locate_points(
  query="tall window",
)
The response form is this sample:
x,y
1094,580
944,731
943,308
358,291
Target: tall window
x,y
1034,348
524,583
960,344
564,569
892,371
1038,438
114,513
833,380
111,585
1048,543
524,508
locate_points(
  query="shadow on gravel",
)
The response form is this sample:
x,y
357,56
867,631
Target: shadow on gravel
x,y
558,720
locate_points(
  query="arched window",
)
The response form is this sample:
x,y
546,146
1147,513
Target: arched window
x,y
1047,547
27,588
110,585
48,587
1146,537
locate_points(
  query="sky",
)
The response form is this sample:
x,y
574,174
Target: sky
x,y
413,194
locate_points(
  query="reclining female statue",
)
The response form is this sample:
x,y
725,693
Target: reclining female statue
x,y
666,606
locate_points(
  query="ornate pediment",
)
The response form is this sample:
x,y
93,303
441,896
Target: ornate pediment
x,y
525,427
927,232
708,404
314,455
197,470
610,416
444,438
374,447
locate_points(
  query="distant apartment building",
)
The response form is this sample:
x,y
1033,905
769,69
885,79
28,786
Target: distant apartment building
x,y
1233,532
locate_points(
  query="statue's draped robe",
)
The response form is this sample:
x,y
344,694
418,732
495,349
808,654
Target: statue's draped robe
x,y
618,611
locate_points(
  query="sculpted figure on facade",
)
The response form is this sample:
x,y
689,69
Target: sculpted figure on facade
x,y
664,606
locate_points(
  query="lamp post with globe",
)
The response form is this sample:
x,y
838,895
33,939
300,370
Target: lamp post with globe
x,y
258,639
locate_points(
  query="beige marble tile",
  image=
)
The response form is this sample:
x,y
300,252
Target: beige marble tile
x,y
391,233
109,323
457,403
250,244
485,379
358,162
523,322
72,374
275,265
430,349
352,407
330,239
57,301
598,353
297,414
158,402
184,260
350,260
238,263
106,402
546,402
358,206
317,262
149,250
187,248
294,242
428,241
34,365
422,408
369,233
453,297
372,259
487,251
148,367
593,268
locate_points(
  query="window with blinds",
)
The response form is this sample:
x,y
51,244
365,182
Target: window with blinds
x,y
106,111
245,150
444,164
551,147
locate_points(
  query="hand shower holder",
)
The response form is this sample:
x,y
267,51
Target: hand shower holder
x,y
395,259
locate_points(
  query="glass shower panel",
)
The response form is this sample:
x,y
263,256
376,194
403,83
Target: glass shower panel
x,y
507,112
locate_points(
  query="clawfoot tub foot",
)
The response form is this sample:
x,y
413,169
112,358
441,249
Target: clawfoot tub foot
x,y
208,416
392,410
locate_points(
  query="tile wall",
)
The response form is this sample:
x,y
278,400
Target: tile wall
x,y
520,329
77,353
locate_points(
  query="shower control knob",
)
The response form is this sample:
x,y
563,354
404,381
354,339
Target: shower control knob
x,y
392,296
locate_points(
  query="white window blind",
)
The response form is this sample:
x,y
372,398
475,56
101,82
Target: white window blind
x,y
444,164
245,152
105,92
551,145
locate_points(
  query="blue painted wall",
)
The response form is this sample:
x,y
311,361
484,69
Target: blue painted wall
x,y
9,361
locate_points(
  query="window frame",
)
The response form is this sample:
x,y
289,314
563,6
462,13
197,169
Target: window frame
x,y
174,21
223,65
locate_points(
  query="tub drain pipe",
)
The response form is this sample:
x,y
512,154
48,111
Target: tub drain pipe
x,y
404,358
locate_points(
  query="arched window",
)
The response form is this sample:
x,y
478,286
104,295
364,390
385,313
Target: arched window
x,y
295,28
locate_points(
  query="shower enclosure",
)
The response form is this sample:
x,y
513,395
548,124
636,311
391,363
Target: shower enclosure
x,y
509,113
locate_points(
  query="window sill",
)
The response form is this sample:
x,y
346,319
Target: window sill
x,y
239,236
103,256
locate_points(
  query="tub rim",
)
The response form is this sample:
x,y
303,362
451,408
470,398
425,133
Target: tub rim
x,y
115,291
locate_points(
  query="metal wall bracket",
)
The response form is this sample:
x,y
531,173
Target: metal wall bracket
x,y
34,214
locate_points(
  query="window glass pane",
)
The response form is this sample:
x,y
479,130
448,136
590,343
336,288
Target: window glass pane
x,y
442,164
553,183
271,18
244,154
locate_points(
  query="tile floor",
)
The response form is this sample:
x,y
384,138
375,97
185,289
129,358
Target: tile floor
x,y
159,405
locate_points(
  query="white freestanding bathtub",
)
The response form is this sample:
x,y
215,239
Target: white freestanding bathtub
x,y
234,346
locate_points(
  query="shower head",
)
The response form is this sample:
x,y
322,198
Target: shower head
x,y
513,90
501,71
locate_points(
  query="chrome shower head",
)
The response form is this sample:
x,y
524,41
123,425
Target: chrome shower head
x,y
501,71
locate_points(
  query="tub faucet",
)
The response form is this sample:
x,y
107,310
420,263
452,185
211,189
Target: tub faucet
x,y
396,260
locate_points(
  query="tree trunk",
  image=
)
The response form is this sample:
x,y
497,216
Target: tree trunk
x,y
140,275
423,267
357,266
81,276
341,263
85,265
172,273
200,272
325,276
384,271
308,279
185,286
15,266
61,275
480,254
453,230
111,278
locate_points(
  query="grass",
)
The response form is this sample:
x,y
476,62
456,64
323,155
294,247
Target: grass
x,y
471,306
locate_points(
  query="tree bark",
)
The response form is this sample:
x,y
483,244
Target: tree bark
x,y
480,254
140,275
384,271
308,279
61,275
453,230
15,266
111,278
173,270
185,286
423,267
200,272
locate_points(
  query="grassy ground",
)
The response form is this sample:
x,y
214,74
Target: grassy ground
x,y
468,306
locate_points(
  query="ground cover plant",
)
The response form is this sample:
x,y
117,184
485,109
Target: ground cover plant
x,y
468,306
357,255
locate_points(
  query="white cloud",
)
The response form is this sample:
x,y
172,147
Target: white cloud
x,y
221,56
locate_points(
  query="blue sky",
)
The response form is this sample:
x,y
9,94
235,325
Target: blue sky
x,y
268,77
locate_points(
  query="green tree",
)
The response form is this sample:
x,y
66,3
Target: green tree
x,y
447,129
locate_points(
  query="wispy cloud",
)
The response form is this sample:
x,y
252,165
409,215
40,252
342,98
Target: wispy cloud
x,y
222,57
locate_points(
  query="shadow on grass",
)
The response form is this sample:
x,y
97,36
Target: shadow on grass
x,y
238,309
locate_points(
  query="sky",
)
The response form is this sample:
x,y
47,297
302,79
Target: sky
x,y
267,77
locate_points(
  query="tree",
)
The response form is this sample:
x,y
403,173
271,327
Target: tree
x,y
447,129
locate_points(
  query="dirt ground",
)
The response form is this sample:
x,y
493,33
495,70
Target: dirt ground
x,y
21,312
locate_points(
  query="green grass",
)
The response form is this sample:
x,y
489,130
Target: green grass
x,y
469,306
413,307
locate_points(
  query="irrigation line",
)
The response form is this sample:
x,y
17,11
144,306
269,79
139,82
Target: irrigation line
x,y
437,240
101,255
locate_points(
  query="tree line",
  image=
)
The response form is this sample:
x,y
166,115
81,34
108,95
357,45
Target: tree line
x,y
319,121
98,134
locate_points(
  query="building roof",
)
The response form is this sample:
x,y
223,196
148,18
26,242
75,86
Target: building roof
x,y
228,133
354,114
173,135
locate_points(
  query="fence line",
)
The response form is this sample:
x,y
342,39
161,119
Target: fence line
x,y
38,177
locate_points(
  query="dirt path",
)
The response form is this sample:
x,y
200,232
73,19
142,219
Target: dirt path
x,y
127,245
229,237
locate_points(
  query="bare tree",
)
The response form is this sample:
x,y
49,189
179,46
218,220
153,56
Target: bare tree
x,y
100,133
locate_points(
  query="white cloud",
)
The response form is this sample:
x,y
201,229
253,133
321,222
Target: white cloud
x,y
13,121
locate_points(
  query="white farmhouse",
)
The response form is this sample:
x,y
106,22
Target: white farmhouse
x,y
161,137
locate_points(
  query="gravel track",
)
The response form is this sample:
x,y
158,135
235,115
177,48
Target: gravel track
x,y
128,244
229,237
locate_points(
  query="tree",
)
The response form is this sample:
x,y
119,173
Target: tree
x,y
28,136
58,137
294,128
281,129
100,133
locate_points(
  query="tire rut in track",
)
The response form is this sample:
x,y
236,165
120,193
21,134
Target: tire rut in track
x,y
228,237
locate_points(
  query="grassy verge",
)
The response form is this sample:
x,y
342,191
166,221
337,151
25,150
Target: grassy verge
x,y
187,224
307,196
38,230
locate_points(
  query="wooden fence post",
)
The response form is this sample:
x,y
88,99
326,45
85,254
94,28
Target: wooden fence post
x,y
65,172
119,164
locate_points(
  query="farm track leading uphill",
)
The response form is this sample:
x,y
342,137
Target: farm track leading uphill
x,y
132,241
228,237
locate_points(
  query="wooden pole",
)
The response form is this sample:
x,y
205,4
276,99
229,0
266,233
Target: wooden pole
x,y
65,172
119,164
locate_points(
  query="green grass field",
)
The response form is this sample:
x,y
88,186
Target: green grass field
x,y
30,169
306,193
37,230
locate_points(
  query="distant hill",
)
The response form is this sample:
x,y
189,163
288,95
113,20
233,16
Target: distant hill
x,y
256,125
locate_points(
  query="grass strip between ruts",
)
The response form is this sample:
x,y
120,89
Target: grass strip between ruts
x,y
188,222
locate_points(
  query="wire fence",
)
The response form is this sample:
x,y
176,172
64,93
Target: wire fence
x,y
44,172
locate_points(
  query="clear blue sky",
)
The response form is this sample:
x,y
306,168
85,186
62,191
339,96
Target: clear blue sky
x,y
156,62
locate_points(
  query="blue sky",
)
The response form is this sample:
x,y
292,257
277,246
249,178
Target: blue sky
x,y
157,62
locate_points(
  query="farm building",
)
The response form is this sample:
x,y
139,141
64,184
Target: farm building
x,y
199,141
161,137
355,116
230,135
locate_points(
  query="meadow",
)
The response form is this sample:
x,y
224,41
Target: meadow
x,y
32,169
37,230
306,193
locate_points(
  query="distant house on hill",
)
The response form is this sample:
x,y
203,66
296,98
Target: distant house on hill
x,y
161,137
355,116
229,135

[What to do]: Count the lines of the listing above that contain the string "frame". Report only the number.

[Problem solution]: 2